Task statement:
Word for word, restate the lines from the one holding "of the narrow" through the end of the data below, including both endpoints and nothing more.

_ _ _ _

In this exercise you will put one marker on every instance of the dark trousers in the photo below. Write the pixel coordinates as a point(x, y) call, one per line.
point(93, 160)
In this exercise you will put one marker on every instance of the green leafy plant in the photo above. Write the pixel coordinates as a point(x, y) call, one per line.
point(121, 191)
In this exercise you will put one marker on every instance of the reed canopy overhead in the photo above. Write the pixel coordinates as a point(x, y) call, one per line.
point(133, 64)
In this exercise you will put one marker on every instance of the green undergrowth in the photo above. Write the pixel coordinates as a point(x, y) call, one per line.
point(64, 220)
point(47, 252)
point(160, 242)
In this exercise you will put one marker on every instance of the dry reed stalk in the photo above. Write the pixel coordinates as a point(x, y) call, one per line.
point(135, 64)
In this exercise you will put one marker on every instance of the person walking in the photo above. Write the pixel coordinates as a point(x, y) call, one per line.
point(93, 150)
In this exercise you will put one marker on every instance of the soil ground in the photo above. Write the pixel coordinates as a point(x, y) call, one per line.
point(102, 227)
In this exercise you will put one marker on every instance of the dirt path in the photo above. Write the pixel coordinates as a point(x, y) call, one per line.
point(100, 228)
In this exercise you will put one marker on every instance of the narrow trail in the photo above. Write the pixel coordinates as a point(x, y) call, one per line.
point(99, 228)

_ _ _ _

Solved exercise:
In this exercise you will put one marker on every instance of the narrow trail in the photo above. Write the pixel coordinates as a point(x, y) call, one per line.
point(99, 228)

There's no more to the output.